◆ **Text extract**
════════════════════
Irix at least used to have an export option to do mappings to keep clients that
had 32/64bit inode problems happy. Do those help ?
On Wed, 7 Mar 2001, Alan Cox wrote:
> > Unfortunately the missing files in directory listings from SGI Irix
> > 6.5.9f NFS servers still persists with the 2.4 kernel - we used the
> > kernel 2.4.0 kernel that came with the Redhat 7.1beta
> > uname -a tells Linux test-ah1 2.4.0-0.99.11 #1 Wed Jan 24 16:07:17 EST
> > 2001 i686 unknown
>
> That is something I'd expect. I don't plan to merge the NFS changes into -ac
> just yet. There are simply too many other things in 2.4 more important than
> an Irix corner case right now.
>
> Irix at least used to have an export option to do mappings to keep clients that
> had 32/64bit inode problems happy. Do those help ?
The 32bitclients option? In my testing, it didn't change a thing.
Interestingly, unlike the original bug report, I can't reproduce the bug
on all systems, but once it's triggered, I can reliably reproduce it. On
one 2.4.2 system, one directory always fails to show up, on another, I
can't reproduce the bug in any directory. Sometimes no files end up
missing, 1 file is missing, or 5-6 files are missing when doing a `ls *`
vs `ls`.
On 2.2.18, mounting with nfsvers=2 seems to fix the problem, on 2.4.2
mounting with nfsvers=2 makes no difference.
-Dave
>>>>> " " == Alan Cox <[email protected]> writes:
> Irix at least used to have an export option to do mappings to
> keep clients that had 32/64bit inode problems happy. Do those
> help ?
No. The problem here is a Linux one: NFS uses 32/64-bit unsigned
cookies, whereas glibc expects 64-bit *signed* offsets. Even with the
'32bitclients' export option, IRIX spits out cookies such as
'0xfeebdaed'. These confuse glibc because the VFS exports most of them
as 32-bit offsets that are sign-extended to 64-bits (the one exception
to this rule being the last dirent in the series which gets filled
directly with the 64-bit file->f_pos).
My last patch for this simply ensures that the NFS layer does a
pseudo-'64-bit sign extension' on such cookies:
cookie --> (0xffffffff00000000 ^ cookie)
This mimics what happens in filldir64() for all cookies, and is of
course reversible due to the use of xor.
I've been testing it out at Connectathon, and it does indeed seem to
work as expected...
Cheers,
Trond
════════════════════
◆ **Goal A**
How many lines of the records contain the word "building"? Reply with the number alone.
════════════════════
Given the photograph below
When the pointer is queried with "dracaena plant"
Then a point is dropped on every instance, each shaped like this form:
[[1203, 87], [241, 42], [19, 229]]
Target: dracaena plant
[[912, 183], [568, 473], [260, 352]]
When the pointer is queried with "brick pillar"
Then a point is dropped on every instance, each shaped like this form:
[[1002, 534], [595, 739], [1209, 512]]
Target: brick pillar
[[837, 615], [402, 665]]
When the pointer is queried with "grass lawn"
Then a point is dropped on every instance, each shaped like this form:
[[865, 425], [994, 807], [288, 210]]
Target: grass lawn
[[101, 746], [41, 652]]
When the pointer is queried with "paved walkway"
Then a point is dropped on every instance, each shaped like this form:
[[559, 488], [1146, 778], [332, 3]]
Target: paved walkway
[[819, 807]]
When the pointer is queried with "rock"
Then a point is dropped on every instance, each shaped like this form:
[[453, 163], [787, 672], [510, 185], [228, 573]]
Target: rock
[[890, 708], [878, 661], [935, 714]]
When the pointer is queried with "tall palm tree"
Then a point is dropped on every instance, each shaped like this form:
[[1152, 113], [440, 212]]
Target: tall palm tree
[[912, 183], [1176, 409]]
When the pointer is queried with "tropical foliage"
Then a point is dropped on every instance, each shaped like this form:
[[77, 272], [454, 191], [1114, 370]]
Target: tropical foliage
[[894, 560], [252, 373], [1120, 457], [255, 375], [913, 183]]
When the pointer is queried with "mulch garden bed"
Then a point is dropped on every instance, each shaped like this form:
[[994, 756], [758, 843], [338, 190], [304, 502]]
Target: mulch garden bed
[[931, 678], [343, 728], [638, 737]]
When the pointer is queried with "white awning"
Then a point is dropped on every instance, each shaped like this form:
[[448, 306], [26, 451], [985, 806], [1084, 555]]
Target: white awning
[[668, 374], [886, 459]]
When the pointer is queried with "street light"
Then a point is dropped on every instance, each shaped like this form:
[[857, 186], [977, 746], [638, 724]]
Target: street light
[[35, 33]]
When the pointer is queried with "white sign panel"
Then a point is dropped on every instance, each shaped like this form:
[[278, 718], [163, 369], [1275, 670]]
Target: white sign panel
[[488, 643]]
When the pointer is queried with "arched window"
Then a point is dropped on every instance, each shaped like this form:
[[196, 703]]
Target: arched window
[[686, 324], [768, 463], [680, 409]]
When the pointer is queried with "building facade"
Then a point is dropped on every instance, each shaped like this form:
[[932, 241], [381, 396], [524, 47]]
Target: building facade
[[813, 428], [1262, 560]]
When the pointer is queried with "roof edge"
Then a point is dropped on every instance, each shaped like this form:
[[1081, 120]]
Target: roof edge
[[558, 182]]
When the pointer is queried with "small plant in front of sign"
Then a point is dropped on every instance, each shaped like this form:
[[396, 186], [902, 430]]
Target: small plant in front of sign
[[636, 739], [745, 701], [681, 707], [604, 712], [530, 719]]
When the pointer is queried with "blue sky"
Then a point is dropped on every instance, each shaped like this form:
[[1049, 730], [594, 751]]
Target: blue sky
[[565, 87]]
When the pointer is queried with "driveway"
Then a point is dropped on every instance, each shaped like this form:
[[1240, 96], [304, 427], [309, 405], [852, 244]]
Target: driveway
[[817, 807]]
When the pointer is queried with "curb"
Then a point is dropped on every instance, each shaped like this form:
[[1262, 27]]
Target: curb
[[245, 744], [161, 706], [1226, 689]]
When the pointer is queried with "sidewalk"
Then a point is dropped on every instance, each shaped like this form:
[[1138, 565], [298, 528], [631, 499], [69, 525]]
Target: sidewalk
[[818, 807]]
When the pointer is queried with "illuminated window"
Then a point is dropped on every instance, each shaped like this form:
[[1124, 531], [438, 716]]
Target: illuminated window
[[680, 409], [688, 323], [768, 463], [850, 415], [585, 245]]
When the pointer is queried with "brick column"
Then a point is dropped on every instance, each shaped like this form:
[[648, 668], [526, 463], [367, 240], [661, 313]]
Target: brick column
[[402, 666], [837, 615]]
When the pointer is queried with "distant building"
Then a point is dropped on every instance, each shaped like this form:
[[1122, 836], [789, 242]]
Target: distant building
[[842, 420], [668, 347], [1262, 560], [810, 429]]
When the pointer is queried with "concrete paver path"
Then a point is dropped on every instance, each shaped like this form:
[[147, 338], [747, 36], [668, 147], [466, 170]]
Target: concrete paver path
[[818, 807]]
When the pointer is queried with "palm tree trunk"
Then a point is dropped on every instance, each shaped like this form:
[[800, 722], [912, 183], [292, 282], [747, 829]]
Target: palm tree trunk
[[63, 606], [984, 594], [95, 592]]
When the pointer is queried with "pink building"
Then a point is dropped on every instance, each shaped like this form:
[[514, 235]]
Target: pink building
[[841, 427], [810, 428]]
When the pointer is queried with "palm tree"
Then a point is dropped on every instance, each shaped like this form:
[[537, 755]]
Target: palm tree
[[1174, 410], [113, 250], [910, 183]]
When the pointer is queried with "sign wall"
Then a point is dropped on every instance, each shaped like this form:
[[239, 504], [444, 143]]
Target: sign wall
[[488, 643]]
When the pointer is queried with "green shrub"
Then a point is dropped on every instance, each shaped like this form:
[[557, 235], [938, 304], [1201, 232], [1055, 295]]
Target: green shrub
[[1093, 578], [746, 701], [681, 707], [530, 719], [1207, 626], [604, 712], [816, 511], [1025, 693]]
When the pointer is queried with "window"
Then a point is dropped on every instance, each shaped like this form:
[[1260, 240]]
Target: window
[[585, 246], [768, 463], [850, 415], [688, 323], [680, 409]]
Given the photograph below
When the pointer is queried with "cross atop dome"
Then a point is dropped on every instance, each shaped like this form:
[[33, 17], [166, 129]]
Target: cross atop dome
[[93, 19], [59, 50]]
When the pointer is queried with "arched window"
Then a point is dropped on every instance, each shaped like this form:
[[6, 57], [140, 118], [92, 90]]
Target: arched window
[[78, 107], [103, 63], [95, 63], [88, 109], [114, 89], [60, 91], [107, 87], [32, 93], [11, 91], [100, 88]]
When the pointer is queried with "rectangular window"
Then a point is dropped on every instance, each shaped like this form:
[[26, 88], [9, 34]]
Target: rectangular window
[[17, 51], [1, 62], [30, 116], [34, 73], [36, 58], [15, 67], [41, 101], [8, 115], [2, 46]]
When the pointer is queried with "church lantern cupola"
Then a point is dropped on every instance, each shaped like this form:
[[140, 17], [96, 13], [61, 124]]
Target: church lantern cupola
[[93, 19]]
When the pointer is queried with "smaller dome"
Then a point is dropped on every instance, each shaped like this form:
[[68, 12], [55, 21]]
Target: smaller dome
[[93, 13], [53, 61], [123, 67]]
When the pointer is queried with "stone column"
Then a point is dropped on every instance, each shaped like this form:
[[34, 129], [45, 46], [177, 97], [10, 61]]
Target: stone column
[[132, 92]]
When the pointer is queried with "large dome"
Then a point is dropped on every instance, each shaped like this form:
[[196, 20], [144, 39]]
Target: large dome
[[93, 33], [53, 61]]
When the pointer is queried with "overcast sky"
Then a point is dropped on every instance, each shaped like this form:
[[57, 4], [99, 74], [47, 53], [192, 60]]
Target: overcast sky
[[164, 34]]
════════════════════
◆ **Goal B**
Can you turn the paragraph of the NFS thread that begins "No. The problem here is a Linux one" into a short bulleted list that keeps its main facts?

◆ **Expected answer A**
6

◆ **Expected answer B**
- The problem is on the Linux side: NFS uses 32/64-bit unsigned cookies, while glibc expects 64-bit signed offsets.
- Even with the '32bitclients' export option, IRIX returns cookies such as '0xfeebdaed'.
- These confuse glibc because the VFS exports most of them as 32-bit offsets sign-extended to 64 bits.
- The one exception is the last dirent in the series, which is filled directly with the 64-bit file->f_pos.